> [WHAT NEEDS TO BE DONE]
Turn the stretch of data from the line containing "of the grassy" through the line containing "83), (451, 206)]" into a Markdown table with the columns Row and Data Line, one numbered row per line and no blank lines.

====== SUPPLIED MATERIAL ======

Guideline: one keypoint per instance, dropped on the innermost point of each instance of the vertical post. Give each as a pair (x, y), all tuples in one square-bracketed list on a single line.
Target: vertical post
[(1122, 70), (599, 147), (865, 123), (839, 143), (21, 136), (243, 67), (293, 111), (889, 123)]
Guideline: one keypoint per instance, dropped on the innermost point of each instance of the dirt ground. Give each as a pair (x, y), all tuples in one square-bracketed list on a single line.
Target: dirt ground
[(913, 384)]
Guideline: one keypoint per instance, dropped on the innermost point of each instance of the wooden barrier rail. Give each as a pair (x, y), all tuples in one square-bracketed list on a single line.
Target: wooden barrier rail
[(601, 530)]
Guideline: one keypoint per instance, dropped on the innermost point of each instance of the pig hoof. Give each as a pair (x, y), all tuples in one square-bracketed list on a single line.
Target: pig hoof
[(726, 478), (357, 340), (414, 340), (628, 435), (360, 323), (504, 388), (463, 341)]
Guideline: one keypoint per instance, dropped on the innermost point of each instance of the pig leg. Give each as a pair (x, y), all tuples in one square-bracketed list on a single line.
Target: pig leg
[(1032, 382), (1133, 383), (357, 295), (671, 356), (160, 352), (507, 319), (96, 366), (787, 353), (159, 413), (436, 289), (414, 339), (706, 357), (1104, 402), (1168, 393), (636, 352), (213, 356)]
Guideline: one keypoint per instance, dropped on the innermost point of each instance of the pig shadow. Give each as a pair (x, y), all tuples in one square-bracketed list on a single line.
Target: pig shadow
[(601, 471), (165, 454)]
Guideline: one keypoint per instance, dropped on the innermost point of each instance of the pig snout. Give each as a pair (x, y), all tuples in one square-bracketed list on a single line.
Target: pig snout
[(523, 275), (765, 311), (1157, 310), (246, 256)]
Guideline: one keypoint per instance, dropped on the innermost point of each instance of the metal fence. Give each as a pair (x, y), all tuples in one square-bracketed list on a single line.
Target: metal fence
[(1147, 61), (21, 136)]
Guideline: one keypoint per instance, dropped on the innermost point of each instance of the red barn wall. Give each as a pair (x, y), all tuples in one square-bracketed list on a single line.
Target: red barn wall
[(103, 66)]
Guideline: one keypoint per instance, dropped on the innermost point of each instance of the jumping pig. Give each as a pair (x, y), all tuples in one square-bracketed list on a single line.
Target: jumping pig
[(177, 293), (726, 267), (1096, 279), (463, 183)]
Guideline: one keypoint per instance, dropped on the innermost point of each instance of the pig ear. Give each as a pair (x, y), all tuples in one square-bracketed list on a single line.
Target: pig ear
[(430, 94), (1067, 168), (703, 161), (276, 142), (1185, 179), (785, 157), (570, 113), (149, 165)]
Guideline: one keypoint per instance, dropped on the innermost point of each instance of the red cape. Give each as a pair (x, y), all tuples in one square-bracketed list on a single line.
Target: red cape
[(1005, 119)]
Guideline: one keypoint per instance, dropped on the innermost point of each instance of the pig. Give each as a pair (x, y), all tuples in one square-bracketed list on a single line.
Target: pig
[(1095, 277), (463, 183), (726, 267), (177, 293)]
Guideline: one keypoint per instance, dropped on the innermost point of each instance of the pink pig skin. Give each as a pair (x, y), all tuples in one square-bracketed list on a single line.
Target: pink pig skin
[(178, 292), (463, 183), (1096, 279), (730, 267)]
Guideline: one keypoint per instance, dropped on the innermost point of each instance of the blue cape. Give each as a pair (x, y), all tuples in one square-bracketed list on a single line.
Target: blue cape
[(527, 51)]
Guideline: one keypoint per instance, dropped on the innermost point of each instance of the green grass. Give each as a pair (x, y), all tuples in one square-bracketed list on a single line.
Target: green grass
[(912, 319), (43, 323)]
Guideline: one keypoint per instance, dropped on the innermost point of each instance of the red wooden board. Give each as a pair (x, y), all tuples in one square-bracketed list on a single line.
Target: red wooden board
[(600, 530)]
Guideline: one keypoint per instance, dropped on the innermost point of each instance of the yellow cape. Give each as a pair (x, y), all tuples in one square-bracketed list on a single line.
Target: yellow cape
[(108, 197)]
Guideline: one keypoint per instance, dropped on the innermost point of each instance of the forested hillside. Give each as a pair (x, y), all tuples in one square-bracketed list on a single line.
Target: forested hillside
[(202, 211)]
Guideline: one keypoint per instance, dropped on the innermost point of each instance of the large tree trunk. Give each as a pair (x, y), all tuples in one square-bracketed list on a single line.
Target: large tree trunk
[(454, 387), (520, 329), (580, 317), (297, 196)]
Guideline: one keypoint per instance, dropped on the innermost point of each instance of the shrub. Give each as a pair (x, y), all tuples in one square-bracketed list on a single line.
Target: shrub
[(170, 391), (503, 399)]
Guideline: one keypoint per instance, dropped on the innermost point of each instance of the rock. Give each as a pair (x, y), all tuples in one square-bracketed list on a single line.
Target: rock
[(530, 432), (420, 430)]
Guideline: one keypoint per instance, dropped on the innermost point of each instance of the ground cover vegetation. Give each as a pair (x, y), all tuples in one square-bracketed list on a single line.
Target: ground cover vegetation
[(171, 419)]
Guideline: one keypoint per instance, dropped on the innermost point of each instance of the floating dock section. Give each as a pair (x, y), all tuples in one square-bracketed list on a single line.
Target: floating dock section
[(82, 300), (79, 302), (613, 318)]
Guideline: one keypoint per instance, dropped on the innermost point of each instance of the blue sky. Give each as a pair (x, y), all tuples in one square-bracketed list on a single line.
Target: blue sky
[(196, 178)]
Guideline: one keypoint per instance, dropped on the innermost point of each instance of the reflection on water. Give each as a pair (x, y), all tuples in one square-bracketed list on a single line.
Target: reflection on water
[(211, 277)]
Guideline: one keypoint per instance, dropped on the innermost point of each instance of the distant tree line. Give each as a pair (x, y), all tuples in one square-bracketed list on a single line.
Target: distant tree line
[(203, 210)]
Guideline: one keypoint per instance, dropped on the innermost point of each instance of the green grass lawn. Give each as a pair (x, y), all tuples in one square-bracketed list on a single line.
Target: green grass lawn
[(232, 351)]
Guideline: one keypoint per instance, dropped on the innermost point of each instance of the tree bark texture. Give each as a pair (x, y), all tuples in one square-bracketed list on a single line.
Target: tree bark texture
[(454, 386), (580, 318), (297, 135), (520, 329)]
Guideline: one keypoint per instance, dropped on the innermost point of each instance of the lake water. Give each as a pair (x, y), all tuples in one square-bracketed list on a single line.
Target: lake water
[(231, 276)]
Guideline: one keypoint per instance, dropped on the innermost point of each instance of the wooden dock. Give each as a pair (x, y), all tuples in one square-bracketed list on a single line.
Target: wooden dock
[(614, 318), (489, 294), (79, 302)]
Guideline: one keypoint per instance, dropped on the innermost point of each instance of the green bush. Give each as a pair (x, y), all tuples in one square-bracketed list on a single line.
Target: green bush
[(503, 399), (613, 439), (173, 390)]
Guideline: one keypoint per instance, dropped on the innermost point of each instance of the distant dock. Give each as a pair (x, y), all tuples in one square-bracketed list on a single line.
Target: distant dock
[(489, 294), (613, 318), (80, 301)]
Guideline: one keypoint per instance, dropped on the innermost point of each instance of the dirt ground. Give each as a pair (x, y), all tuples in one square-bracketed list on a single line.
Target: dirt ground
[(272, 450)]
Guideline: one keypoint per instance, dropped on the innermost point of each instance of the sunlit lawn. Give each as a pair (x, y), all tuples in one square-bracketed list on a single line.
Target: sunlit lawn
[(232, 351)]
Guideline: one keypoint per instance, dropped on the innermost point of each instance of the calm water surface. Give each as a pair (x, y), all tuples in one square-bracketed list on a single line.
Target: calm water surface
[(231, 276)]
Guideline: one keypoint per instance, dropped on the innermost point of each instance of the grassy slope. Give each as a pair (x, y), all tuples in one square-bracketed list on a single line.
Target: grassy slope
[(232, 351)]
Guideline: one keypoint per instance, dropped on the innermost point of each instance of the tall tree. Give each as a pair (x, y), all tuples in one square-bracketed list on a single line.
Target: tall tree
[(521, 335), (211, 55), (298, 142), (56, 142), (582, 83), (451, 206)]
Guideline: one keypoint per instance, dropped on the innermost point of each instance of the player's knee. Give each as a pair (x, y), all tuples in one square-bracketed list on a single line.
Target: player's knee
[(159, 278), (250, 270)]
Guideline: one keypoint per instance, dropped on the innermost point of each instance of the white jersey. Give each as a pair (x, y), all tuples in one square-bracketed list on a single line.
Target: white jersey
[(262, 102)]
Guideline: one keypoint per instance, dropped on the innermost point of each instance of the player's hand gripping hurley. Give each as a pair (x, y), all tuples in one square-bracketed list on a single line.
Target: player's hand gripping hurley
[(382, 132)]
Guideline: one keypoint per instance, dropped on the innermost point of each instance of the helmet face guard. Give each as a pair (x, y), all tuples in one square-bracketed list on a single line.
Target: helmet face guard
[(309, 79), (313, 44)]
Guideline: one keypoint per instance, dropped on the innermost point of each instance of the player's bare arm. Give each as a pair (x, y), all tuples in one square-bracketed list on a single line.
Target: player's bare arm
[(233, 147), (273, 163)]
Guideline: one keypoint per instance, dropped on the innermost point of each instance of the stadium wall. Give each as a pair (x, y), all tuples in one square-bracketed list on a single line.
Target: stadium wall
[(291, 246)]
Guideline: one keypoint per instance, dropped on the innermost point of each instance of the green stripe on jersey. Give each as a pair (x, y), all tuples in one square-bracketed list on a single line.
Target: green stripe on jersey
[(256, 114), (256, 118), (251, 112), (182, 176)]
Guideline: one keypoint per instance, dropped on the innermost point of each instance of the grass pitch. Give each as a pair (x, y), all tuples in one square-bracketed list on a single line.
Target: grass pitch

======

> [RESPONSE TO THE TASK]
| Row | Data Line |
|---|---|
| 1 | Guideline: one keypoint per instance, dropped on the innermost point of each instance of the grassy slope. Give each as a pair (x, y), all tuples in one square-bracketed list on a single line. |
| 2 | Target: grassy slope |
| 3 | [(232, 351)] |
| 4 | Guideline: one keypoint per instance, dropped on the innermost point of each instance of the tall tree. Give each as a pair (x, y), all tuples in one square-bracketed list on a single line. |
| 5 | Target: tall tree |
| 6 | [(521, 335), (211, 55), (298, 142), (56, 142), (582, 83), (451, 206)] |